## START
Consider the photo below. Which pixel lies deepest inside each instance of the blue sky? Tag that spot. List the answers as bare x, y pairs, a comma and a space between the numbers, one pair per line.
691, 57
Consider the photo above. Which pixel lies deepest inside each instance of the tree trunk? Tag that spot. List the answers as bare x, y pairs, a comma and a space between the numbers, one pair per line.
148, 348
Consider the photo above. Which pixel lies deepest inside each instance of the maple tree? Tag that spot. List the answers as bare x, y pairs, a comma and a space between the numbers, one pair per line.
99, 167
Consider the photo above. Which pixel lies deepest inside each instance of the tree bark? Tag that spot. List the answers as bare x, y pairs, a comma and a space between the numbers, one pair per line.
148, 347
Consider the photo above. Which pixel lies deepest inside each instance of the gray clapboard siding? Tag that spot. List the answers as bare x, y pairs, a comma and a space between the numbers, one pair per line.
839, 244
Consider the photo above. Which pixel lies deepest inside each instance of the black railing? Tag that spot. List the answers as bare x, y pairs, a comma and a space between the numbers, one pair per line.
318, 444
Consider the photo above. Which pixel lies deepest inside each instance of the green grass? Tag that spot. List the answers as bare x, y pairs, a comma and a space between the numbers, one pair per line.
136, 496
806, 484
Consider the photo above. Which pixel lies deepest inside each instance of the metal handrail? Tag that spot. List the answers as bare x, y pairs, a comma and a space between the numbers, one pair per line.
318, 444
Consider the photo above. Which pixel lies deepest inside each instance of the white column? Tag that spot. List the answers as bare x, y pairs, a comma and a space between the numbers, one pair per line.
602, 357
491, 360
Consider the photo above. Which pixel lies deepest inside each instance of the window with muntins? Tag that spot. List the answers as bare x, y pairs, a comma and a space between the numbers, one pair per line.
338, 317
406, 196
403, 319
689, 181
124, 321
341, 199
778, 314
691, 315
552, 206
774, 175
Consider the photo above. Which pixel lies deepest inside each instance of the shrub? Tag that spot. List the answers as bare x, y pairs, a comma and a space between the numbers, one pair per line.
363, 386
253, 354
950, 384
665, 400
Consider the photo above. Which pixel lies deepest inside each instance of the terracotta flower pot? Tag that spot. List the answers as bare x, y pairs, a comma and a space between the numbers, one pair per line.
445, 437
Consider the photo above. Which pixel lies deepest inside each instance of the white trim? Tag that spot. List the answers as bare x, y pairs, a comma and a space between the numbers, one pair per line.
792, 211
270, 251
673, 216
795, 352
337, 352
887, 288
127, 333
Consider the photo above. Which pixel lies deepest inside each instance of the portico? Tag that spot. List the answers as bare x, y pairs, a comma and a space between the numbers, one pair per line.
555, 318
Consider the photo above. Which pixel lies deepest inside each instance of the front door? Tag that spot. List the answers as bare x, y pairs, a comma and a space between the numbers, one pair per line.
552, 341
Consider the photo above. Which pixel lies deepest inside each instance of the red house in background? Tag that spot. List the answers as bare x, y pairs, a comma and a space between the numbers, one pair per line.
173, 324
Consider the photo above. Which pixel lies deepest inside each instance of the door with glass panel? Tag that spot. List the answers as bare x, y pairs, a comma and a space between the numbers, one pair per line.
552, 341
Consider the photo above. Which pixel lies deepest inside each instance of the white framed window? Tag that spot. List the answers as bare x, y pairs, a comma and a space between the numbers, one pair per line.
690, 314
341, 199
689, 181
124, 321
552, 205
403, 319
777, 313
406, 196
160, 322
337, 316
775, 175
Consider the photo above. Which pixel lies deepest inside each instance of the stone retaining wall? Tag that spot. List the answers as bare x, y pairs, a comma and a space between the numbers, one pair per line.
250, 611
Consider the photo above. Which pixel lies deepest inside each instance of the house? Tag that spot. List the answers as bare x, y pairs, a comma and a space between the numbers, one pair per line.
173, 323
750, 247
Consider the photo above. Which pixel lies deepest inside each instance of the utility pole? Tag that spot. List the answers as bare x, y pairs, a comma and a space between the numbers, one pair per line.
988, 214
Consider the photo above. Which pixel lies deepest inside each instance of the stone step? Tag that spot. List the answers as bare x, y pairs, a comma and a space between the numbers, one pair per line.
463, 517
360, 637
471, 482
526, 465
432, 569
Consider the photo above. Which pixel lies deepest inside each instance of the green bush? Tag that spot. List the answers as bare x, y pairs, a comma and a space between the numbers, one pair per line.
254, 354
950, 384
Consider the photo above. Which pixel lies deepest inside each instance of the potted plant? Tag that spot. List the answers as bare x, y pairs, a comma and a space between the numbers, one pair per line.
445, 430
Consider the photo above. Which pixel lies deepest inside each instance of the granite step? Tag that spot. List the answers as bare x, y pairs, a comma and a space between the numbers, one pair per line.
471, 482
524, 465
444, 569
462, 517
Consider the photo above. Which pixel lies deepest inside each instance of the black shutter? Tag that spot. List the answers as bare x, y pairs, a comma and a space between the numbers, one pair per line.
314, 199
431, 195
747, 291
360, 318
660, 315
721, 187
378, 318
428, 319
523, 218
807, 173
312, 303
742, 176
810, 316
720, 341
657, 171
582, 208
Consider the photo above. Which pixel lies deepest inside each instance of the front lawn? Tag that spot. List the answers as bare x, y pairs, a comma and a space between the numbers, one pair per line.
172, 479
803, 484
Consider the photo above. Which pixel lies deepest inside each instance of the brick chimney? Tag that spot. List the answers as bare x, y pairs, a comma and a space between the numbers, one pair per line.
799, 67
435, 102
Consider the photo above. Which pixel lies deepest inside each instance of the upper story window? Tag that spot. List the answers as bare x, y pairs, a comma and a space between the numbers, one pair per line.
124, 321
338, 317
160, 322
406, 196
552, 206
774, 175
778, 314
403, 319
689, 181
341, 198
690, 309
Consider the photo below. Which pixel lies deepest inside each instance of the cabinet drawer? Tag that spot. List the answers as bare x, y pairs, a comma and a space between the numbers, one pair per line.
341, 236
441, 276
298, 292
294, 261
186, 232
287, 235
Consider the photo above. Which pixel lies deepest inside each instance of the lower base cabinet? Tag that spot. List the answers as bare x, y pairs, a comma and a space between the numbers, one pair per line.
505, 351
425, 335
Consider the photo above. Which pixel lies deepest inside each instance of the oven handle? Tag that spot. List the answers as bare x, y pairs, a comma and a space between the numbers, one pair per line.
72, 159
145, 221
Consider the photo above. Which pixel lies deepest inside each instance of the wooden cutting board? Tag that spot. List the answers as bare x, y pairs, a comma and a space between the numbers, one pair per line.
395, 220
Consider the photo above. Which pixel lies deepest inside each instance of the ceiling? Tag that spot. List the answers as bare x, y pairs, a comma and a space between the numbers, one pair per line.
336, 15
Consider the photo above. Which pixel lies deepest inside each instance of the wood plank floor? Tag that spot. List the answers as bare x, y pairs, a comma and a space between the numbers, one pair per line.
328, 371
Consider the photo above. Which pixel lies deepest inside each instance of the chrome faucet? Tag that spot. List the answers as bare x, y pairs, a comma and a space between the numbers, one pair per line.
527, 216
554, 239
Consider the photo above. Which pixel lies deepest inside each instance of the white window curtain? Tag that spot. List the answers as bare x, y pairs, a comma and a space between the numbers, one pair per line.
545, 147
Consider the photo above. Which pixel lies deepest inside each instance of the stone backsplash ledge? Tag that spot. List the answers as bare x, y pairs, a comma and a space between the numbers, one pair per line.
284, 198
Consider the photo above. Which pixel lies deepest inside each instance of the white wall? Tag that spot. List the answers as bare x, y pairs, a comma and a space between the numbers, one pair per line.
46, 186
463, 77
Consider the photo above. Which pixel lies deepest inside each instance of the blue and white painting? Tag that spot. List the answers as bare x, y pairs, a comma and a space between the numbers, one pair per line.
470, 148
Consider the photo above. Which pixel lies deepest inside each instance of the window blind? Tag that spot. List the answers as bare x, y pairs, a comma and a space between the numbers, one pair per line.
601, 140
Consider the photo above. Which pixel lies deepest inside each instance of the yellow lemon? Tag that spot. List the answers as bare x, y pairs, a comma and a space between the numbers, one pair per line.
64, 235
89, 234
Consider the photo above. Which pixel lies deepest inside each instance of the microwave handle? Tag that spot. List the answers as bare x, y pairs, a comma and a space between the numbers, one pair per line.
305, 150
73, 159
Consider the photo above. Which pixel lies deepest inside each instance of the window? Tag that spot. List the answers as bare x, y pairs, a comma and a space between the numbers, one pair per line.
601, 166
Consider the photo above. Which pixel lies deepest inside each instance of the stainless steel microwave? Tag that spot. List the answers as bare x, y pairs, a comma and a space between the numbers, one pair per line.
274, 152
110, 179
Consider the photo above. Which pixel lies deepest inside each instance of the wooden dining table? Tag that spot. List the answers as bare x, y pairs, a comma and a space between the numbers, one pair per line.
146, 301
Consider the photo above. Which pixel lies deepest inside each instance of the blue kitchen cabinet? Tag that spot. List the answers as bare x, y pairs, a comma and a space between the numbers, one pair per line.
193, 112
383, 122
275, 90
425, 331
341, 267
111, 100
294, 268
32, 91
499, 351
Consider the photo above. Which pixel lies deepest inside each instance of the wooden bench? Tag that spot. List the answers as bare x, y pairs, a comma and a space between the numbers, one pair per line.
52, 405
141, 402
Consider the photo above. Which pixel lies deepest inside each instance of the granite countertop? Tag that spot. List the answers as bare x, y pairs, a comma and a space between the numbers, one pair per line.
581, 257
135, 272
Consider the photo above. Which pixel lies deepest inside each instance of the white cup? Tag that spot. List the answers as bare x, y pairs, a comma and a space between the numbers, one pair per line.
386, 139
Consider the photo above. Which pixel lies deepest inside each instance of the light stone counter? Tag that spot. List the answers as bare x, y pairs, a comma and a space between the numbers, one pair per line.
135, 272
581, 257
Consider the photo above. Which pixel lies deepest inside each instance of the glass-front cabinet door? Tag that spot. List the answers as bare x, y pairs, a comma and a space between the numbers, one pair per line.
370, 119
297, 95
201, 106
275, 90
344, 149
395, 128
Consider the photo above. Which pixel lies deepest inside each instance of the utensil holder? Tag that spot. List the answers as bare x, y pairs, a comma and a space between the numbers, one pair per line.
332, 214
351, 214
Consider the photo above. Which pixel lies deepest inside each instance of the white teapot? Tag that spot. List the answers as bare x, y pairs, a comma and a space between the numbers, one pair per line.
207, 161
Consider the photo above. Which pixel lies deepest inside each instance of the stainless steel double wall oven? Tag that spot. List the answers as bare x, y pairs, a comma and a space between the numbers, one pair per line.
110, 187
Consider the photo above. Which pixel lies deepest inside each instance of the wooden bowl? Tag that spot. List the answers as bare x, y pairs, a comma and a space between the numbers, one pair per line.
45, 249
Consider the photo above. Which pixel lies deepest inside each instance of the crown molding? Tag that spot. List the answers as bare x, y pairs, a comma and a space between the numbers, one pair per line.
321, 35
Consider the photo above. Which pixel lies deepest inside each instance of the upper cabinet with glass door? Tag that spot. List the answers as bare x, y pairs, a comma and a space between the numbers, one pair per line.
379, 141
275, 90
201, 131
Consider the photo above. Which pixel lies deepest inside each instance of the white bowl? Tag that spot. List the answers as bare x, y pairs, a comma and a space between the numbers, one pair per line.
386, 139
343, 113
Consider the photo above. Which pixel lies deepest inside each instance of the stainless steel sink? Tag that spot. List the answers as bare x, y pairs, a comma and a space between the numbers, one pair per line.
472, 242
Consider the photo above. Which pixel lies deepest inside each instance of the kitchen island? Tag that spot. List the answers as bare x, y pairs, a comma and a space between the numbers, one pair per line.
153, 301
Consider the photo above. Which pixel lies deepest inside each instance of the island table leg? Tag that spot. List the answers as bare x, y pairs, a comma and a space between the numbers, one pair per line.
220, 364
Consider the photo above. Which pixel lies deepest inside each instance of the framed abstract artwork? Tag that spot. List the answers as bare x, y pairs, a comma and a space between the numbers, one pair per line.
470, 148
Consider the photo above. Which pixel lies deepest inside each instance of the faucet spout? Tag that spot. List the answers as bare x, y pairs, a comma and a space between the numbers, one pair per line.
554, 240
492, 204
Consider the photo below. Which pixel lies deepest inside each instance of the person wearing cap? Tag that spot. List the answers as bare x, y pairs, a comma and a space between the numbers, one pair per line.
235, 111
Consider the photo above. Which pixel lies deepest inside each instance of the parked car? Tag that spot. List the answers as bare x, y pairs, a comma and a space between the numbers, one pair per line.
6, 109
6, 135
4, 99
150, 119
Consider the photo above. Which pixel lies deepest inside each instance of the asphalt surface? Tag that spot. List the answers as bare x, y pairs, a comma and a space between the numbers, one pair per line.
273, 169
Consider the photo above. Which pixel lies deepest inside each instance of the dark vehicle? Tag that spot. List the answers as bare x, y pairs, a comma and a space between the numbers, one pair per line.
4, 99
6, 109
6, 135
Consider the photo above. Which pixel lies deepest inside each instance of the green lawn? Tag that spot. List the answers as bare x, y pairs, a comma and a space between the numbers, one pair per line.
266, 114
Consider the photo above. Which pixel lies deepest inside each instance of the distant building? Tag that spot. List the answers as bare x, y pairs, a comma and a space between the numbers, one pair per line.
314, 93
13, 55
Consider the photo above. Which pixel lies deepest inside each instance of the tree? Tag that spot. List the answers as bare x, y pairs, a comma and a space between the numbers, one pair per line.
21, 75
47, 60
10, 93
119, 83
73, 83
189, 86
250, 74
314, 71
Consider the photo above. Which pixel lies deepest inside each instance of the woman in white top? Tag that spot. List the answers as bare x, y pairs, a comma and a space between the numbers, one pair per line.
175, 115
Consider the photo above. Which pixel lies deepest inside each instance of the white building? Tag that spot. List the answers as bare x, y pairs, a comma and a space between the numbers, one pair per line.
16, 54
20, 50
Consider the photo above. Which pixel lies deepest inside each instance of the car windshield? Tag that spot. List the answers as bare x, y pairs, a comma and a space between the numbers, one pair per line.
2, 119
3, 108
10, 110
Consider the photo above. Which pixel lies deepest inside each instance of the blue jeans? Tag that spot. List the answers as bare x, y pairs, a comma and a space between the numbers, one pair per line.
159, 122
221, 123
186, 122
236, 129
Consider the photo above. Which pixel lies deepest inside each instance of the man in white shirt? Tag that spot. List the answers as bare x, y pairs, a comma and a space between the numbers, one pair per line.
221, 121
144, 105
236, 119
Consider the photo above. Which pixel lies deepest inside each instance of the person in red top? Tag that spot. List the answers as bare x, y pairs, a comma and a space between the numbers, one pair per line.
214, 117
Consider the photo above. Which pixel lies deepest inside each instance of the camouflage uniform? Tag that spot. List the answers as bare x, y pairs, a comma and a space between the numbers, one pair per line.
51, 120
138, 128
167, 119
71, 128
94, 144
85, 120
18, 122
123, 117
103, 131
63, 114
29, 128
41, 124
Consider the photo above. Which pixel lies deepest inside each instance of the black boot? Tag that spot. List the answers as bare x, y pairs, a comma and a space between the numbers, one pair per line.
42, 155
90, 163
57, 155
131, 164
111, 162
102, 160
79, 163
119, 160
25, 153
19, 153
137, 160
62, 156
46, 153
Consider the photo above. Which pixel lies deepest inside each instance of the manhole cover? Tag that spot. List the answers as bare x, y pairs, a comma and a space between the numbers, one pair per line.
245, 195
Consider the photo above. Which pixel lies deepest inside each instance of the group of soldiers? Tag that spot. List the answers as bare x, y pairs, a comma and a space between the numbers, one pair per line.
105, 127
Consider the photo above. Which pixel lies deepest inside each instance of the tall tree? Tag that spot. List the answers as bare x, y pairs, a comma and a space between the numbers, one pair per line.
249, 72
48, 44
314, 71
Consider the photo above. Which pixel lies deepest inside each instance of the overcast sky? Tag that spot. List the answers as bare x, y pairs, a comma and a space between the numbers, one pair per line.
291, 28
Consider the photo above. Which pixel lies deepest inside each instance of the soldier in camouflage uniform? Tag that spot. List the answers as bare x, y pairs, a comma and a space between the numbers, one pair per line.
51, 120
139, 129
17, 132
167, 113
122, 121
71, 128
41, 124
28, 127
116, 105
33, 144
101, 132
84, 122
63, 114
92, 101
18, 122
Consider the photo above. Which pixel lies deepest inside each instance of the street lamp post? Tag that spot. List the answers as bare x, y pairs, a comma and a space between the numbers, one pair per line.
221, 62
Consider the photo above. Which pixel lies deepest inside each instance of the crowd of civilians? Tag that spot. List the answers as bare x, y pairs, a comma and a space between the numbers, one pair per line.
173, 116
## END
WHAT IS EXPECTED: Return, verbatim, everything in the data above from the line containing "of the group" down to the last line, both ends included.

COMPLETE ANSWER:
Consider the photo above. Which pixel lies deepest inside each instance of the group of soldiers? Tag that spot. List the answers as bare x, y pairs, a comma and a space between the numbers, one pair per line.
105, 127
Consider the photo above. Which pixel lies deepest inside each instance of the tall tree? Tag that spot. List the answers as bare x, y pairs, a comma and a space between the numbers, one pair per line.
249, 72
48, 44
314, 71
Consider the photo above. Which pixel lies deepest inside each instance of the overcast sky? Tag that spot. List the answers as bare x, y pairs, a comma and a space between the numbers, one pair per line.
291, 28
Consider the photo above. Which pixel lies deepest inside each instance of the soldier in camouflage uniform? Tag that spot. List the answers as bare x, y pairs, a comma and a space between the numbers, one pair per line.
51, 120
139, 129
17, 132
167, 113
122, 121
71, 128
41, 124
28, 127
116, 105
33, 144
101, 132
84, 122
63, 114
92, 101
18, 122
Consider the photo above. Which pixel lies deepest inside each instance of the street lamp post? Tag that spot. List the answers as bare x, y pairs, a comma and a space between the numbers, one pair per line.
221, 62
Consider the photo above. Which pixel lies deepest inside each instance of the crowd of civilians? Tag that spot. List the answers as bare x, y pairs, a comma and a space between the numbers, one pair per line.
173, 116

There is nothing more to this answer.